» O QUE FAZER
Transcreva do texto sobre o Estudiantes o trecho de "Até então, o" até "um campeonato unificado.".

» TEXTO FORNECIDO

Gabriel Flores (goleiro reserva), Pachamé, Poletti, Malbernat, Aguirre Suárez, Madero e Spadaro; Ribaudo, Bilardo, Conigliaro, Echecopar e Verón. Os pincharratas no Gasómetro, minutos antes do pontapé inicial ante o Racing

Se toda história tem um começo, resta óbvio que a do Estudiantes intruso entre os grandes da Argentina, da América e do mundo teve início há exatamente 45 anos, com o primeiro passo – colocando-se entre as principais forças de seu país. Foi com um título argentino de 1967.

Até então, o clube era visto como tradicional, mas nanico. Até já havia sido campeão argentino, mas no longínquo passado amador, em 1913. Mesmo aquele logro fora em uma liga vista como secundária em relação à da Associação Argentina de Futebol, por sua vez obtida pelo Racing (os platenses conquistaram a da Federação Argentina de Futebol, dissidente). O Gimnasia y Esgrima La Plata tinha a mesma quantidade de títulos argentinos – um -, mas o do arquirrival, levantado em 1930 (mas ainda pelo campeonato de 1929), estava mais fresco. O GELP ainda tinha a certa vantagem de ter mais títulos na segunda divisão, além do fato de que sua taça na elite viera em um campeonato unificado.

» ITENS FORNECIDOS
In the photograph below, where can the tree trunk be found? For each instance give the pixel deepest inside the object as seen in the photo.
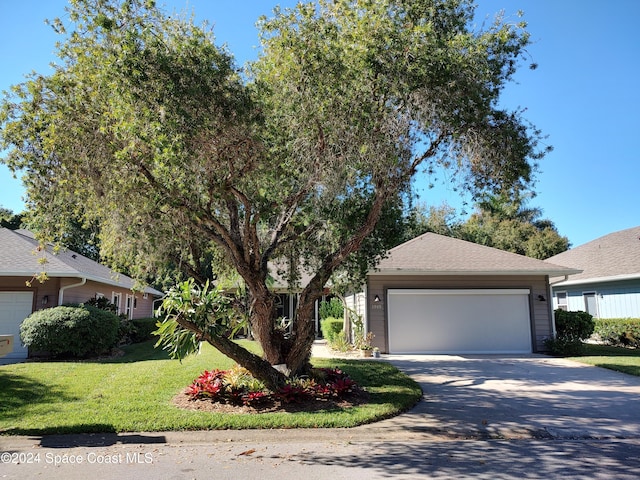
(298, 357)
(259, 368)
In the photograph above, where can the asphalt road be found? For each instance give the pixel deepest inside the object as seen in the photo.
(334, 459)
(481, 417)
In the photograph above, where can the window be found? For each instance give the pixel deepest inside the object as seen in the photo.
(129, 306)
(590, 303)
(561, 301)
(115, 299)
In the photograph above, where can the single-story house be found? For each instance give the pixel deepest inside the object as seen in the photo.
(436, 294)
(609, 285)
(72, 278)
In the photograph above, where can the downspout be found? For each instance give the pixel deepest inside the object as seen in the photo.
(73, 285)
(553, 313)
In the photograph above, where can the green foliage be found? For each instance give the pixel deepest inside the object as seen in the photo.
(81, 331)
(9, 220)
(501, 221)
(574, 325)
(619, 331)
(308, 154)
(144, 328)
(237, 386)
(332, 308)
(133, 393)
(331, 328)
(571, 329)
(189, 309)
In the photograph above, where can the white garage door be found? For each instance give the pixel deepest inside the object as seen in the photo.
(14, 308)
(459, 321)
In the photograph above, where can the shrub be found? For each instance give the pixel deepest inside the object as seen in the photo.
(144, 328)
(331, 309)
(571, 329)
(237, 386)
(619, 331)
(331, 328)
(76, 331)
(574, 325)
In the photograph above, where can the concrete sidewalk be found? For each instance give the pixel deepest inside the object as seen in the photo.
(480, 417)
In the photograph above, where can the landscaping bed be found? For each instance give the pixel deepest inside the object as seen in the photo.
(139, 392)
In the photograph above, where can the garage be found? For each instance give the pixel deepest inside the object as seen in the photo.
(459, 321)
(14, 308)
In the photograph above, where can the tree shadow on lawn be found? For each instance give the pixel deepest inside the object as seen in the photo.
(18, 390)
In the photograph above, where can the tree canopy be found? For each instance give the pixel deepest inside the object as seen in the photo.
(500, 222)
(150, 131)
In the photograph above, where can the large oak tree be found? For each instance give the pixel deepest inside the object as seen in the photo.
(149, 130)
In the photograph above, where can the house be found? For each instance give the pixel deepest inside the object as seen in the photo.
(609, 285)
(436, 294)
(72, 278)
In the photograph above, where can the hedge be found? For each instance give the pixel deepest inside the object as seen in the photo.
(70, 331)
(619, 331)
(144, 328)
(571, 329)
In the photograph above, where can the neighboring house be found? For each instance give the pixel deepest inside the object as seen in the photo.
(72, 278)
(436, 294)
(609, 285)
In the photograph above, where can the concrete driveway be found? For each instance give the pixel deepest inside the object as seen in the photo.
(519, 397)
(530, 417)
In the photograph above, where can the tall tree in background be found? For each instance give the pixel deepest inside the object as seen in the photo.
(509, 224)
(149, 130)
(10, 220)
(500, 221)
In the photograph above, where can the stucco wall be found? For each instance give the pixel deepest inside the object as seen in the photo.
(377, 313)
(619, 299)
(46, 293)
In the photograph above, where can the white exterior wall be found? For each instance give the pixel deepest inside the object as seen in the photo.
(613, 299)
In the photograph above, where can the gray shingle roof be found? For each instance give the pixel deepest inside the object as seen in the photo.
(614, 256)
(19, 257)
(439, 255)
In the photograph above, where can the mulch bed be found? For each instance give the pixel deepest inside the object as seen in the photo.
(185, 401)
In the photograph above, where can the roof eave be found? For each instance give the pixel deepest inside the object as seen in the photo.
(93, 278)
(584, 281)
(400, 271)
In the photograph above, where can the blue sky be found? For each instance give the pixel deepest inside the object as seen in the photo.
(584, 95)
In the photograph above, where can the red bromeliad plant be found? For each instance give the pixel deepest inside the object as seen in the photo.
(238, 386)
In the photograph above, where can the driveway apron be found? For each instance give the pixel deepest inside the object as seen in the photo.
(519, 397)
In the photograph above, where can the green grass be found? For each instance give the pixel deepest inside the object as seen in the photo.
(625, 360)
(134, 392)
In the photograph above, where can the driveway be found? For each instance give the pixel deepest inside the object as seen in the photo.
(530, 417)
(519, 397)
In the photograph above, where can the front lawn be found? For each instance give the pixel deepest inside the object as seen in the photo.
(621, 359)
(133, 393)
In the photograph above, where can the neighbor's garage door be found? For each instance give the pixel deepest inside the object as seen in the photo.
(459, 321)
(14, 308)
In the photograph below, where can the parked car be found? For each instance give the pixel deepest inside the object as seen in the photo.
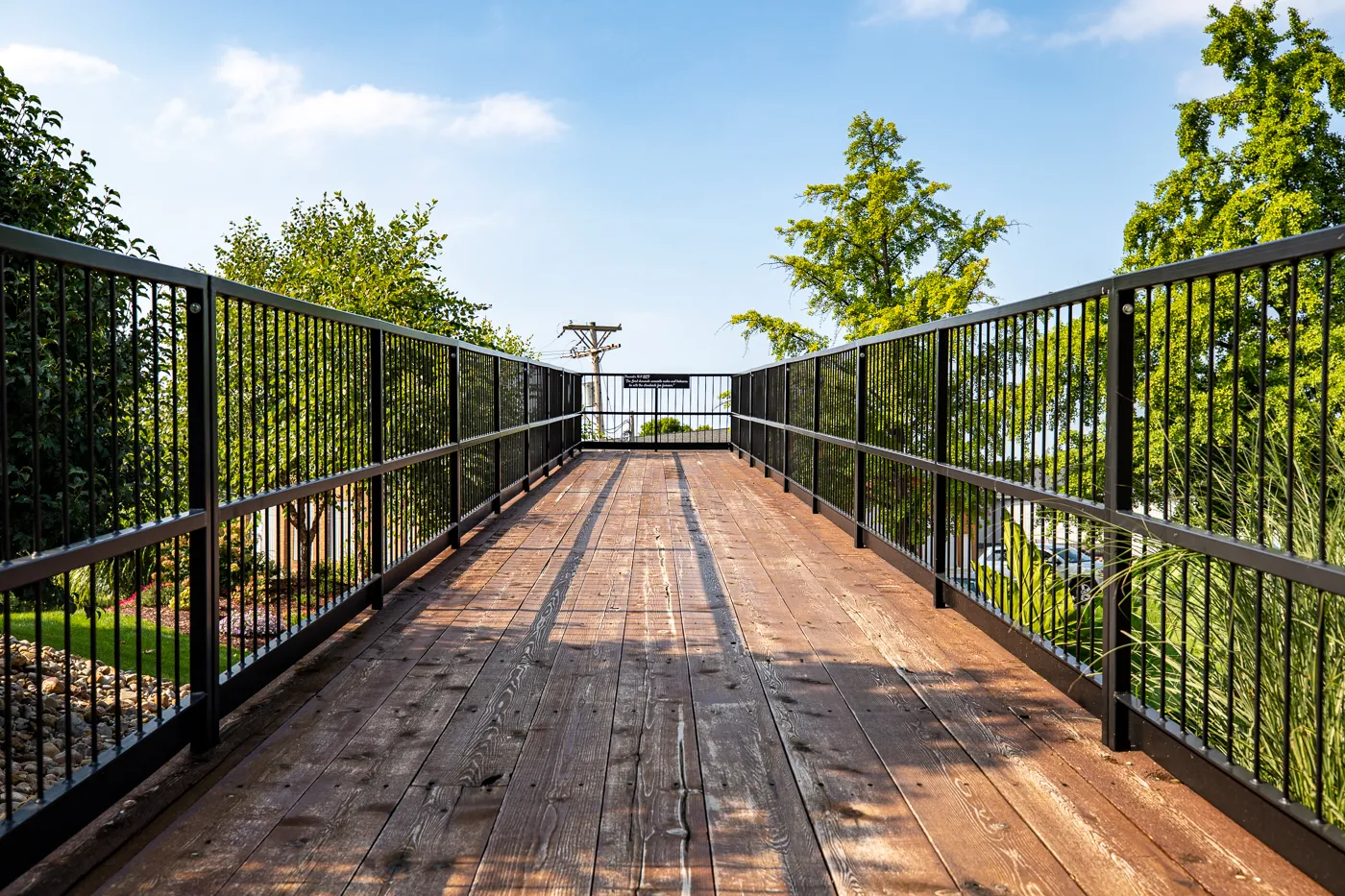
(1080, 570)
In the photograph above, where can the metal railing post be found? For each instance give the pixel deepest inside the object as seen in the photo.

» RESPOSTA DO EXERCÍCIO
Até então, o clube era visto como tradicional, mas nanico. Até já havia sido campeão argentino, mas no longínquo passado amador, em 1913. Mesmo aquele logro fora em uma liga vista como secundária em relação à da Associação Argentina de Futebol, por sua vez obtida pelo Racing (os platenses conquistaram a da Federação Argentina de Futebol, dissidente). O Gimnasia y Esgrima La Plata tinha a mesma quantidade de títulos argentinos – um -, mas o do arquirrival, levantado em 1930 (mas ainda pelo campeonato de 1929), estava mais fresco. O GELP ainda tinha a certa vantagem de ter mais títulos na segunda divisão, além do fato de que sua taça na elite viera em um campeonato unificado.